--- Information shown Enclosed Below ---

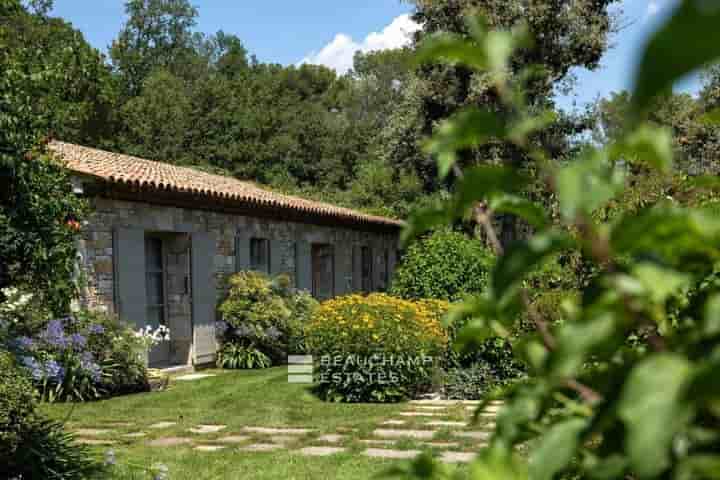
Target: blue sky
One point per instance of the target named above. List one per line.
(328, 32)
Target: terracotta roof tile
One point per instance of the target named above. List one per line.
(126, 169)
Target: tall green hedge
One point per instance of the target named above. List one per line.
(445, 265)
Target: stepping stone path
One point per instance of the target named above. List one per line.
(278, 431)
(161, 425)
(387, 453)
(209, 448)
(205, 429)
(321, 451)
(233, 439)
(390, 433)
(94, 441)
(194, 376)
(261, 447)
(457, 457)
(92, 432)
(169, 442)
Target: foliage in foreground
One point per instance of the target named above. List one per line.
(31, 446)
(376, 348)
(445, 265)
(263, 318)
(596, 405)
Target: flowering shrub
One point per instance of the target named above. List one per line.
(86, 355)
(376, 348)
(263, 314)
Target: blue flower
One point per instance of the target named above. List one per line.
(88, 364)
(54, 334)
(31, 364)
(78, 341)
(96, 329)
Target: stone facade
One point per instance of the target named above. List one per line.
(96, 246)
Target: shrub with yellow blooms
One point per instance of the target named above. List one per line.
(375, 348)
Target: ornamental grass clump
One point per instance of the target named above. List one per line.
(376, 348)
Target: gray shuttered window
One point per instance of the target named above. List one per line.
(357, 268)
(242, 252)
(129, 263)
(204, 296)
(276, 249)
(303, 265)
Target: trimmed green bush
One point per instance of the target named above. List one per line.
(266, 314)
(445, 265)
(376, 348)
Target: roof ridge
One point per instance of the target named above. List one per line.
(129, 169)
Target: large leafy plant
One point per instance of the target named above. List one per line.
(597, 405)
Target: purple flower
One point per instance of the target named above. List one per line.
(87, 363)
(54, 334)
(54, 371)
(96, 329)
(25, 343)
(31, 364)
(78, 341)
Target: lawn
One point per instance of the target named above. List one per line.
(236, 399)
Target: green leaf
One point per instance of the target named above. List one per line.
(659, 282)
(531, 212)
(651, 407)
(647, 144)
(689, 40)
(711, 320)
(556, 450)
(587, 184)
(469, 128)
(522, 257)
(451, 48)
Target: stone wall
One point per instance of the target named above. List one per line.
(96, 246)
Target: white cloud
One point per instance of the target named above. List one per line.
(338, 54)
(653, 9)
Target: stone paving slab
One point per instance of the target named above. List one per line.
(392, 433)
(440, 444)
(262, 447)
(193, 376)
(169, 442)
(440, 423)
(394, 422)
(93, 441)
(92, 432)
(209, 448)
(160, 425)
(233, 439)
(473, 435)
(388, 453)
(277, 431)
(457, 457)
(420, 414)
(320, 451)
(205, 429)
(378, 442)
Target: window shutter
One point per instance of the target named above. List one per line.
(343, 266)
(276, 250)
(303, 265)
(242, 252)
(392, 264)
(357, 268)
(129, 263)
(203, 296)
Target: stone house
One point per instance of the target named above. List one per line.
(161, 240)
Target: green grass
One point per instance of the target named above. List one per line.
(236, 399)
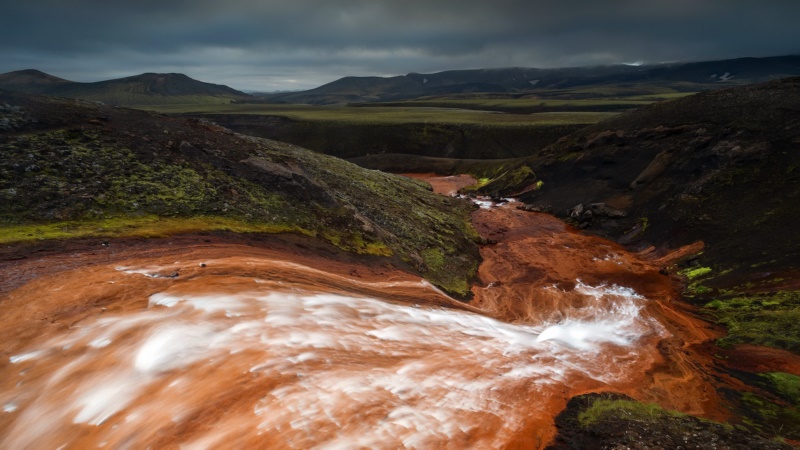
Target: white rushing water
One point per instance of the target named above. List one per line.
(311, 370)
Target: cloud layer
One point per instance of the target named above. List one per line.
(269, 45)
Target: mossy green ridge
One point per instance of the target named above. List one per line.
(620, 409)
(356, 132)
(71, 169)
(610, 420)
(767, 318)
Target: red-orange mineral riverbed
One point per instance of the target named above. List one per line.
(215, 342)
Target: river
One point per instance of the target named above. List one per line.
(218, 344)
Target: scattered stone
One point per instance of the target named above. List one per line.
(576, 211)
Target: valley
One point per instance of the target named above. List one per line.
(596, 264)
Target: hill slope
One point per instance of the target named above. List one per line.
(72, 168)
(722, 167)
(694, 76)
(144, 89)
(31, 81)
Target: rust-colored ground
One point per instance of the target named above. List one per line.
(222, 341)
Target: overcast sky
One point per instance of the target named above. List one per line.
(298, 44)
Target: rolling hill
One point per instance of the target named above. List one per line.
(680, 77)
(144, 89)
(722, 167)
(77, 169)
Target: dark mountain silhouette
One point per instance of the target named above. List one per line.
(144, 89)
(721, 166)
(31, 81)
(694, 76)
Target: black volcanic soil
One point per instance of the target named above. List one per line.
(721, 167)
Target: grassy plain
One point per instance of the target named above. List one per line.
(387, 115)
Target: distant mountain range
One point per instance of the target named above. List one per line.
(144, 89)
(175, 88)
(680, 77)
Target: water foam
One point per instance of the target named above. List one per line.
(411, 375)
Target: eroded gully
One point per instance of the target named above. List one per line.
(211, 343)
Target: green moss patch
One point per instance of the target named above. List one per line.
(134, 173)
(771, 319)
(610, 409)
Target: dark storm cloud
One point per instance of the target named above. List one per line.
(254, 44)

--- End of Enclosed Information shown ---

Check each line of the entries above for the word "shrub". List the ones that have it.

Target: flowering shrub
Target: shrub with yellow blooms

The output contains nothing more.